* The problem: Can you reproduce the text below about Purdue's entrepreneurship center and Fort Wayne student housing word for word, from start to finish?

* Extracted text:
The 31,000-square-foot entrepreneurship center will be a two-story facility designed to connect to adjacent future buildings with overhead walkways. The project will include the construction of a 72-seat lecture room, a presentation room and several conference and break-out rooms for use by occupants in Discovery Park.

The center for entrepreneurship also will be the home of:

• The Purdue Engineering Projects in Community Service (EPICS) program, in which undergraduates work with community service agencies to find ways to use technology to solve problems and improve services.

• The Technology Transfer Initiative, which will research issues industry encounters when trying to license and market new technologies and products. It also will help faculty design courses to teach entrepreneurship.

• The Burton D. Morgan Entrepreneurial Competition, in which engineering and management students work together to demonstrate their ideas for new products or services and show how they could be developed into profitable businesses.

• The Innovation Realization Lab, which pairs engineering and management graduate students on projects to help them understand the way research fits in with social and commercial needs.

• Forums where graduating students can present business plans to business and community leaders.

Goody Clancy and Associates of Boston, Mass., will provide design, architectural and engineering services. The start date is contingent upon state approval.

The $30 million Fort Wayne student housing plan calls for building a 220-unit student housing complex situated on the Indiana University-Purdue University campus in northeast Indiana. Plans call for seven three-story residential, apartment-style buildings to accommodate the regional campus' growing full-time student enrollment. Between 1995 and 2001, the number of students grew from 4,782 to 5,786.

The land lease agreement allows the Ross-Ade Foundation and a third-party developer, American Campus Communities, to enter an agreement to make the project possible.

The project is scheduled for completion by fall of 2003.

* Data extract:
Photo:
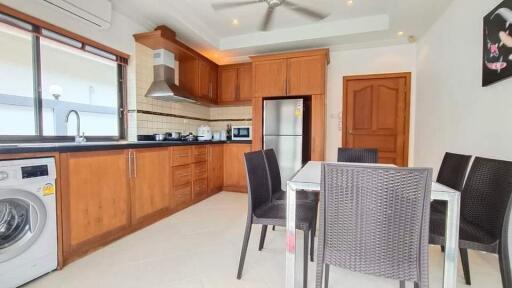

* Result of the task:
The 31,000-square-foot entrepreneurship center will be a two-story facility designed to connect to adjacent future buildings with overhead walkways. The project will include the construction of a 72-seat lecture room, a presentation room and several conference and break-out rooms for use by occupants in Discovery Park.

The center for entrepreneurship also will be the home of:

• The Purdue Engineering Projects in Community Service (EPICS) program, in which undergraduates work with community service agencies to find ways to use technology to solve problems and improve services.

• The Technology Transfer Initiative, which will research issues industry encounters when trying to license and market new technologies and products. It also will help faculty design courses to teach entrepreneurship.

• The Burton D. Morgan Entrepreneurial Competition, in which engineering and management students work together to demonstrate their ideas for new products or services and show how they could be developed into profitable businesses.

• The Innovation Realization Lab, which pairs engineering and management graduate students on projects to help them understand the way research fits in with social and commercial needs.

• Forums where graduating students can present business plans to business and community leaders.

Goody Clancy and Associates of Boston, Mass., will provide design, architectural and engineering services. The start date is contingent upon state approval.

The $30 million Fort Wayne student housing plan calls for building a 220-unit student housing complex situated on the Indiana University-Purdue University campus in northeast Indiana. Plans call for seven three-story residential, apartment-style buildings to accommodate the regional campus' growing full-time student enrollment. Between 1995 and 2001, the number of students grew from 4,782 to 5,786.

The land lease agreement allows the Ross-Ade Foundation and a third-party developer, American Campus Communities, to enter an agreement to make the project possible.

The project is scheduled for completion by fall of 2003.